§ **Exercise objective**: Arrange every line of the records below as a Markdown table with two columns, Row and Line. Number the rows in order and leave out blank lines.

§ **Record list**:
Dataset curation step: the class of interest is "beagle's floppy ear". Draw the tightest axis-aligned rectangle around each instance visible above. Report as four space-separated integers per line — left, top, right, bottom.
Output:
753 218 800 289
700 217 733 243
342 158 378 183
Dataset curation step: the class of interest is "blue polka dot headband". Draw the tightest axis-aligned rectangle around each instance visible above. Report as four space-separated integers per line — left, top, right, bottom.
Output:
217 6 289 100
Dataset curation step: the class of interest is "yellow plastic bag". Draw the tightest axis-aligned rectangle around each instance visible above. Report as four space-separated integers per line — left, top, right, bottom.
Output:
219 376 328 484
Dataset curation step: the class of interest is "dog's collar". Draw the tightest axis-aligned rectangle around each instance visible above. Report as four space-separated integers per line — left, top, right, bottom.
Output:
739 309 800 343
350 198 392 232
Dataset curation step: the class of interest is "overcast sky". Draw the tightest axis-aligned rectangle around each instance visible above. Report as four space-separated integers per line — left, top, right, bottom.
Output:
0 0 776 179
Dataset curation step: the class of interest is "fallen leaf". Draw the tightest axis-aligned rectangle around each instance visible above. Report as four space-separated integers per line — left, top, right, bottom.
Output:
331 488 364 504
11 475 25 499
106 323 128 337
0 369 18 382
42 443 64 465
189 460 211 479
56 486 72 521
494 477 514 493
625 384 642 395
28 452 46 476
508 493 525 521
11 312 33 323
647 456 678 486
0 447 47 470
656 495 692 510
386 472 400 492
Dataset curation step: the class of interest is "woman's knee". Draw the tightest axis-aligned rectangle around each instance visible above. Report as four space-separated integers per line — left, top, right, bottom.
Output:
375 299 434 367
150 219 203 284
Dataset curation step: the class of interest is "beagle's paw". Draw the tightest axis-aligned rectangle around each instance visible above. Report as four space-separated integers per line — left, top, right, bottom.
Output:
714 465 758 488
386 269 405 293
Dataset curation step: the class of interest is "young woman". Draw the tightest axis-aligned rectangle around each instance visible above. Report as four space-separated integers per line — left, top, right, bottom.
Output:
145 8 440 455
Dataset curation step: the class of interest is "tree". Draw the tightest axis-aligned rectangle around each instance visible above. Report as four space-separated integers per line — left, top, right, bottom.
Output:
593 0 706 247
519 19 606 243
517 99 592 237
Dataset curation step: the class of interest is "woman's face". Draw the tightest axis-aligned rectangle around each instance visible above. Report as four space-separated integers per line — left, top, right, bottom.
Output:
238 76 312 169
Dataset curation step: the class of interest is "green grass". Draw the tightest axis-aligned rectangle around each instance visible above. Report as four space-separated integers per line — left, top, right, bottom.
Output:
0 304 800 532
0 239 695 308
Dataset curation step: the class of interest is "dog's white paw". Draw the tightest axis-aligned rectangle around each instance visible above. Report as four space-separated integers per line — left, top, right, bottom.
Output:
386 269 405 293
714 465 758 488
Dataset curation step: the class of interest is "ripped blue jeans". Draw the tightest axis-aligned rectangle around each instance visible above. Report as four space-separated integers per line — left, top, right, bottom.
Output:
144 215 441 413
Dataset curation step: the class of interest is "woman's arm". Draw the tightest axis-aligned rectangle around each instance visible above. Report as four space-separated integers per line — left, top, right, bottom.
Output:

§ **Output for this task**:
| Row | Line |
|---|---|
| 1 | Dataset curation step: the class of interest is "beagle's floppy ear". Draw the tightest axis-aligned rectangle around each instance visible above. Report as four space-separated integers per line — left, top, right, bottom. |
| 2 | Output: |
| 3 | 753 218 800 289 |
| 4 | 700 217 733 243 |
| 5 | 342 158 378 183 |
| 6 | Dataset curation step: the class of interest is "blue polka dot headband". Draw the tightest axis-aligned rectangle around each instance visible above. Report as four space-separated integers per line — left, top, right, bottom. |
| 7 | Output: |
| 8 | 217 6 289 100 |
| 9 | Dataset curation step: the class of interest is "yellow plastic bag". Draw the tightest axis-aligned rectangle around each instance visible above. Report as four space-separated integers per line — left, top, right, bottom. |
| 10 | Output: |
| 11 | 219 376 328 484 |
| 12 | Dataset curation step: the class of interest is "dog's collar". Draw the tightest axis-aligned rectangle around each instance visible above. Report as four space-separated integers per line — left, top, right, bottom. |
| 13 | Output: |
| 14 | 739 309 800 343 |
| 15 | 350 198 392 232 |
| 16 | Dataset curation step: the class of interest is "overcast sky". Draw the tightest axis-aligned rectangle around each instance visible above. Report as four space-separated integers per line — left, top, right, bottom. |
| 17 | Output: |
| 18 | 0 0 776 179 |
| 19 | Dataset curation step: the class of interest is "fallen leaf". Draw the tightest axis-aligned rectangle around each instance visible above. Report as four space-separated integers per line — left, top, right, bottom. |
| 20 | Output: |
| 21 | 331 488 364 504 |
| 22 | 11 475 25 499 |
| 23 | 106 323 128 337 |
| 24 | 0 369 18 382 |
| 25 | 42 443 64 465 |
| 26 | 189 460 211 479 |
| 27 | 56 486 72 521 |
| 28 | 494 477 514 493 |
| 29 | 625 384 642 395 |
| 30 | 28 452 46 476 |
| 31 | 508 493 525 521 |
| 32 | 11 312 33 323 |
| 33 | 647 456 678 486 |
| 34 | 0 447 47 470 |
| 35 | 656 495 692 510 |
| 36 | 386 472 400 492 |
| 37 | Dataset curation step: the class of interest is "woman's knee". Draw the tightest axis-aligned rectangle around each instance visible above. Report as four space-separated integers per line — left, top, right, bottom. |
| 38 | Output: |
| 39 | 375 299 434 367 |
| 40 | 150 219 203 284 |
| 41 | Dataset curation step: the class of interest is "beagle's paw". Draw the tightest axis-aligned rectangle around each instance visible above. Report as four space-separated integers per line — left, top, right, bottom. |
| 42 | Output: |
| 43 | 714 465 758 488 |
| 44 | 386 269 405 293 |
| 45 | Dataset curation step: the class of interest is "young woman". Draw the tightest axis-aligned rectangle around each instance visible above. Report as four space-separated integers per line — left, top, right, bottom. |
| 46 | Output: |
| 47 | 145 8 440 455 |
| 48 | Dataset curation step: the class of interest is "tree". Draw the tightest axis-aligned rectangle around each instance visible above. Report as four space-separated integers per line — left, top, right, bottom. |
| 49 | Output: |
| 50 | 593 0 706 247 |
| 51 | 519 19 606 243 |
| 52 | 517 99 592 237 |
| 53 | Dataset curation step: the class of interest is "woman's face". Draw the tightest axis-aligned rectangle around each instance visible above. Report as four space-separated integers per line — left, top, right, bottom. |
| 54 | Output: |
| 55 | 238 76 312 169 |
| 56 | Dataset curation step: the class of interest is "green grass". Draw the tightest axis-aligned rectangle around each instance visible above. Report as four space-separated integers per line — left, top, right, bottom. |
| 57 | Output: |
| 58 | 0 304 800 532 |
| 59 | 0 239 695 308 |
| 60 | Dataset curation step: the class of interest is "dog's white paw". Draw the tightest axis-aligned rectangle around each instance visible above. Report as four space-separated integers per line — left, top, right, bottom. |
| 61 | Output: |
| 62 | 386 269 405 293 |
| 63 | 714 465 758 488 |
| 64 | Dataset curation step: the class of interest is "ripped blue jeans". Draw the tightest axis-aligned rectangle around each instance visible above. Report as four space-separated integers per line — left, top, right, bottom. |
| 65 | Output: |
| 66 | 144 215 441 413 |
| 67 | Dataset curation step: the class of interest is "woman's arm". Draw the tightest axis-aligned rectangle around each instance visible above. Report as four space-separated integers per line — left, top, right, bottom. |
| 68 | Output: |